- _本文_:

お父様との思い出が詰まった院内ラボ。広くて作業がしやすいスペースなので、外注先の歯科技工士の方から、「ここで作業させてください」と言われることも。
歯科とは祖父の代から縁がありまして、祖父は戦前の一時期、歯科用石こうを作っていたそうです。父は、昭和30年に制定された歯科技工士法により実施された試験を受けて、昭和31年に歯科技工士になりました。登録番号は109号です。父は2年前に亡くなりましたが、歯科技工士免許は、今も私の手許にあります。父は、私が11歳の時、自宅に歯科技工所を設けました。仕事の合間には、苦労して金属床義歯を勉強していました。その後、各種アタッチメント(とくにスウィングロックアタッチメント)、さらにチタン床を手掛けて行きました。仕事の多くは義歯でしたね。とくに鋳造にこだわっていたようです。

- _やること_:
1 - 本文の内容を2文で要約してください。
2 - 本文のうち、「お父様との思い出が詰まった院」を含む語句で始まり「造にこだわっていたようです。」で終わる部分を、そのまま書き写してください。

- _抽出エントリ_:
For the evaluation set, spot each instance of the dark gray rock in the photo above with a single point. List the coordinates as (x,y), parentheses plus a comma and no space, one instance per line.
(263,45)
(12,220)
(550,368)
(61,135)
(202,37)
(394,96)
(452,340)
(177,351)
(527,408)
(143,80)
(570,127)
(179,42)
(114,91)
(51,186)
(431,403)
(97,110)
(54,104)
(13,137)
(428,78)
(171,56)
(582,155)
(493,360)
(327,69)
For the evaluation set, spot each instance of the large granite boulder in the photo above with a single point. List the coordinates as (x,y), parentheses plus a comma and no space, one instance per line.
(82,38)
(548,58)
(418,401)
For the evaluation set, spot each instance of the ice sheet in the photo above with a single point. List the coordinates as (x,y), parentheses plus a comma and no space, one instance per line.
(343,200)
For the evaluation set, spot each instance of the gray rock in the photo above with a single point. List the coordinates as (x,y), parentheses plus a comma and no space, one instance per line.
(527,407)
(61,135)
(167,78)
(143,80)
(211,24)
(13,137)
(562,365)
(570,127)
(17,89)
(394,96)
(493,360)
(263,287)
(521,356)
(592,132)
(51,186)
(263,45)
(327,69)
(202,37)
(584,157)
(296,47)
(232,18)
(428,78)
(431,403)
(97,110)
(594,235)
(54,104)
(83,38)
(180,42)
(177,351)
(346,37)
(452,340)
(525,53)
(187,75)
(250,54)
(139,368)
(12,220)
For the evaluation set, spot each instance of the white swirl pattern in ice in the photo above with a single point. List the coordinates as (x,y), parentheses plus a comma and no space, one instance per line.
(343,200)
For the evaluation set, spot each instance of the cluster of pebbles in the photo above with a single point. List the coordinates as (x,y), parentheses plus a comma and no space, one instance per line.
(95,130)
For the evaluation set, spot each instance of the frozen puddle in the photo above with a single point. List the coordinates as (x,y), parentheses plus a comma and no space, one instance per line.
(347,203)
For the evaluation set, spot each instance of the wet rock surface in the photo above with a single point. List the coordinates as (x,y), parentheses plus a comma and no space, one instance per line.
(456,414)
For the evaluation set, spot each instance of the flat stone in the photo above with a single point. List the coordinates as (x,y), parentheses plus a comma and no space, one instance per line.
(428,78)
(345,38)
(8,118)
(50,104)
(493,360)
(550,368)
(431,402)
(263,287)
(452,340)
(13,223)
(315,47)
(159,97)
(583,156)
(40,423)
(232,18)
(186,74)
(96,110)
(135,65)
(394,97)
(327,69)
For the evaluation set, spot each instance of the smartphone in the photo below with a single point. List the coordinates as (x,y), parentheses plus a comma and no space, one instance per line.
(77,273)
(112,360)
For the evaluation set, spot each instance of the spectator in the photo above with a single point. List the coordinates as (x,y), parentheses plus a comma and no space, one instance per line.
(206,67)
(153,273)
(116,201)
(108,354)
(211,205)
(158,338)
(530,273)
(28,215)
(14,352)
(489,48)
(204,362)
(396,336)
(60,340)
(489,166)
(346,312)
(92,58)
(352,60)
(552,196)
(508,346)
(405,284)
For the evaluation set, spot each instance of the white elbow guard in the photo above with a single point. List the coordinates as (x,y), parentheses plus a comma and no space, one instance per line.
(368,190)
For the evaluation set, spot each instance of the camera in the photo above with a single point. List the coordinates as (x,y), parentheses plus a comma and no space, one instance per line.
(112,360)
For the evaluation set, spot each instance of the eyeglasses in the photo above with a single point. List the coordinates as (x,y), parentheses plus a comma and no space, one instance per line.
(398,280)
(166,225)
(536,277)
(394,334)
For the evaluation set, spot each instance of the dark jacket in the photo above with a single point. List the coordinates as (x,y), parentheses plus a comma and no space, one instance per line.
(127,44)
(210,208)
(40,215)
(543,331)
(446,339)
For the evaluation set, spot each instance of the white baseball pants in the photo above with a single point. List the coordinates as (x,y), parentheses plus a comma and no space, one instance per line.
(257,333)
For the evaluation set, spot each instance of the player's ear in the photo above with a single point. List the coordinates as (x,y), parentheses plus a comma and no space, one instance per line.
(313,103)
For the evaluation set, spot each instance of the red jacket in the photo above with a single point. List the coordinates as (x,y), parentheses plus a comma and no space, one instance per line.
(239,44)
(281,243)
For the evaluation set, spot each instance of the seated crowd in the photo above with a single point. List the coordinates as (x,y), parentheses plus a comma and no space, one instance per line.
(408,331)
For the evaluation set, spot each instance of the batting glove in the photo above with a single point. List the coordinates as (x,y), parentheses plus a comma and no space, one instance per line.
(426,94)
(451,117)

- _解答_:
1 - 院内ラボは父との思い出が詰まった広い作業スペースで、外注先の歯科技工士から「ここで作業させてください」と言われることもある。祖父の代から歯科と縁があり、父は昭和31年に歯科技工士となって自宅に技工所を設け、金属床義歯やアタッチメント、チタン床を手掛け、とくに鋳造にこだわっていたようだ。

2 -
お父様との思い出が詰まった院内ラボ。広くて作業がしやすいスペースなので、外注先の歯科技工士の方から、「ここで作業させてください」と言われることも。
歯科とは祖父の代から縁がありまして、祖父は戦前の一時期、歯科用石こうを作っていたそうです。父は、昭和30年に制定された歯科技工士法により実施された試験を受けて、昭和31年に歯科技工士になりました。登録番号は109号です。父は2年前に亡くなりましたが、歯科技工士免許は、今も私の手許にあります。父は、私が11歳の時、自宅に歯科技工所を設けました。仕事の合間には、苦労して金属床義歯を勉強していました。その後、各種アタッチメント(とくにスウィングロックアタッチメント)、さらにチタン床を手掛けて行きました。仕事の多くは義歯でしたね。とくに鋳造にこだわっていたようです。